### Задание:
Пожалуйста, перепишите дословно часть приведенной ниже выдержки об очерках Платонова от слов «Ныне могу признаться, что» до слов «думать прежде всего.».

Ныне могу признаться, что так я думал по наивности, не понимая, что за человек был Сталин, не знал многое, очень многое из того, что открылось после XX съезда партии и особенно в наше время. Сколько и в годы войны послал Сталин людей в тюрьмы, лагеря, на эшафот! Если даже он считал, что они в чем-то виноваты, он мог дать им возможность, как тогда говорили, своей кровью искупить на фронте вину, хотя, как известно, это были люди безвинные. Но кровожадность узурпатора была настолько сильна, что [247] он и этого не захотел. В ту пору мы еще верили ему, да и считали, что идет война и о ней надо думать прежде всего.

Однако вернусь к платоновской «Обороне Семидворья». Это рассказ не столько о тактике боя, сколько о душевном мире воина, его думах, переживаниях в минуты и часы горячего боя. «Слово Платонова, — писала критик Инна Борисова, — сверхплотно, но при этом оно не натужно, не тяжеловесно, а очень легко и внезапно. Эти неожиданные дали, открывающиеся в быстром и новом соединении самых обыденных слов, часто делают фразу Платонова столь же законченной и самостоятельной, как целое произведение». Именно таким языком и написана «Оборона Семидворья».

Вот этот феномен платоновского слова и послужил поводом для выступления «Правды». Но на сей раз пронесло. Наверху молчат. Вскоре мы опубликовали новый очерк Платонова — тоже молчат. Словом, сошло!

Все же главный критик литературы — народ, наши воины. В том же году очерки Платонова, опубликованные в «Красной звезде», вышли небольшой книжечкой под названием «Одухотворенные люди». О том, как их встретили на фронте, свидетельствует литератор Э. Подаревский в статье, опубликованной в 1943 году в газете «Литература и искусство»:

«Началось в теплушке шедшего на фронт эшелона. Ездили в ней лыжники, замечательный народ, все, как один, добровольно вступившие в лыжный батальон. На долгой стоянке за шел я к автоматчикам. Посидели, попили чайку, поговорили — о фронте, о море, о книгах. И вечный жадный вопрос: «Почитать нет ли чего, товарищ лейтенант?»

(Записи набора данных о расположении объектов)
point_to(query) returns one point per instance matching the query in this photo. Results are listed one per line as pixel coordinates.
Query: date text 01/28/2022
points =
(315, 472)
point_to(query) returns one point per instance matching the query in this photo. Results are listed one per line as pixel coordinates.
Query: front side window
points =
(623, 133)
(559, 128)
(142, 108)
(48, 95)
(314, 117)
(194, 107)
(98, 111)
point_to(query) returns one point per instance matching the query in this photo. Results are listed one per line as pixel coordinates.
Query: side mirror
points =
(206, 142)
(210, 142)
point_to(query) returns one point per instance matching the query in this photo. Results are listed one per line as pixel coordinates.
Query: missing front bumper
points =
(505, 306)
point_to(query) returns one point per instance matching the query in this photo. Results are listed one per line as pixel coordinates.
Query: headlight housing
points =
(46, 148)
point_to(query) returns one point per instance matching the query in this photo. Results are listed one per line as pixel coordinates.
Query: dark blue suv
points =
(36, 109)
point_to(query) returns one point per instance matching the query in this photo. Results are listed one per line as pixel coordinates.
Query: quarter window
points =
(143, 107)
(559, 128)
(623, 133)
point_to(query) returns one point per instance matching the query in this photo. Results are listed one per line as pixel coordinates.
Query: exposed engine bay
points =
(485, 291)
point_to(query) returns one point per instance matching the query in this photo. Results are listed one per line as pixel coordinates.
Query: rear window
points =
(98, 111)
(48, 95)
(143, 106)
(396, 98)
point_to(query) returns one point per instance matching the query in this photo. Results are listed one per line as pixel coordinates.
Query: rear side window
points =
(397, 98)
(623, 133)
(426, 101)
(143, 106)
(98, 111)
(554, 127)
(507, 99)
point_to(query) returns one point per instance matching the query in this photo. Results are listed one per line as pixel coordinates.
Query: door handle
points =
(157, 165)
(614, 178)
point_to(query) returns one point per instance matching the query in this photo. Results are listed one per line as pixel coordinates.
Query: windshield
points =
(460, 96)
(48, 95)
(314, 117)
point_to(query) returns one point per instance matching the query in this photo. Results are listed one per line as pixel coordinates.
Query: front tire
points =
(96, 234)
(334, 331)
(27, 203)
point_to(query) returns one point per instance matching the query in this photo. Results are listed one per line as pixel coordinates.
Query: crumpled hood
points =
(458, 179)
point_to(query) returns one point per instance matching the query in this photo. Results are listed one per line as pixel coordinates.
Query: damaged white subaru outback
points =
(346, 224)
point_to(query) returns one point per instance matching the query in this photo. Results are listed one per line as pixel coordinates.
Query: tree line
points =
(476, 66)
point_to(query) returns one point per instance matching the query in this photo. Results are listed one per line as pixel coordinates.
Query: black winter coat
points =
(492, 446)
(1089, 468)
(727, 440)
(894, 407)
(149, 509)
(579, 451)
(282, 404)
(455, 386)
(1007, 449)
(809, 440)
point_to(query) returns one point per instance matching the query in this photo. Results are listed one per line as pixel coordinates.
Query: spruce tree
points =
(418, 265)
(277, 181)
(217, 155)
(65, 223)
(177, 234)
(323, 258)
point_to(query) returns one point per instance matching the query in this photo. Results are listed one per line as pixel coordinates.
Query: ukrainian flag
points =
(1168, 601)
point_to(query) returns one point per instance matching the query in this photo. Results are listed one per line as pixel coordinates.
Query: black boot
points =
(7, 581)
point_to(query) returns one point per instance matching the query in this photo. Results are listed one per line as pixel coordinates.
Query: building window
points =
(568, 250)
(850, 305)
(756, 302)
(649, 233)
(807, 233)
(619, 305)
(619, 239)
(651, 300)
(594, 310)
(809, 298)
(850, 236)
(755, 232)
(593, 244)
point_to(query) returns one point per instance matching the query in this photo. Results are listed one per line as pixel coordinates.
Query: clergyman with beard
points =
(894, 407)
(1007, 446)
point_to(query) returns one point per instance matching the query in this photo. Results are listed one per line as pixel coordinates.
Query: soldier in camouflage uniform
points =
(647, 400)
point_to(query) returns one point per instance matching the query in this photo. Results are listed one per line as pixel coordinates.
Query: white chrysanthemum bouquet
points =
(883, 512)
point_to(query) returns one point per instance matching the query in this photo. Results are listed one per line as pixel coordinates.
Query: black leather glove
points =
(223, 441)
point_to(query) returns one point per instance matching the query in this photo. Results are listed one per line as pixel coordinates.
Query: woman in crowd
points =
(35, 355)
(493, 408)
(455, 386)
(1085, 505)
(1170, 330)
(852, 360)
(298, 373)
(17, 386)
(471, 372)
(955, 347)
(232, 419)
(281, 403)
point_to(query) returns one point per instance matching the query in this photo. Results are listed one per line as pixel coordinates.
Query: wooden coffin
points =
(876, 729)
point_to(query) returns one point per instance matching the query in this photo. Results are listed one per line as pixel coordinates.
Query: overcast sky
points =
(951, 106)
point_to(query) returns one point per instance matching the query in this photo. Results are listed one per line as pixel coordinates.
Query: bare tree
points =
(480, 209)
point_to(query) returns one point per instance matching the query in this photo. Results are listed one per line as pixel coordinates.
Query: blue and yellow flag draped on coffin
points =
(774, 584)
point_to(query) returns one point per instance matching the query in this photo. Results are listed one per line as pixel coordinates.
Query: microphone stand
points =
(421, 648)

### Решение задания:
Ныне могу признаться, что так я думал по наивности, не понимая, что за человек был Сталин, не знал многое, очень многое из того, что открылось после XX съезда партии и особенно в наше время. Сколько и в годы войны послал Сталин людей в тюрьмы, лагеря, на эшафот! Если даже он считал, что они в чем-то виноваты, он мог дать им возможность, как тогда говорили, своей кровью искупить на фронте вину, хотя, как известно, это были люди безвинные. Но кровожадность узурпатора была настолько сильна, что [247] он и этого не захотел. В ту пору мы еще верили ему, да и считали, что идет война и о ней надо думать прежде всего.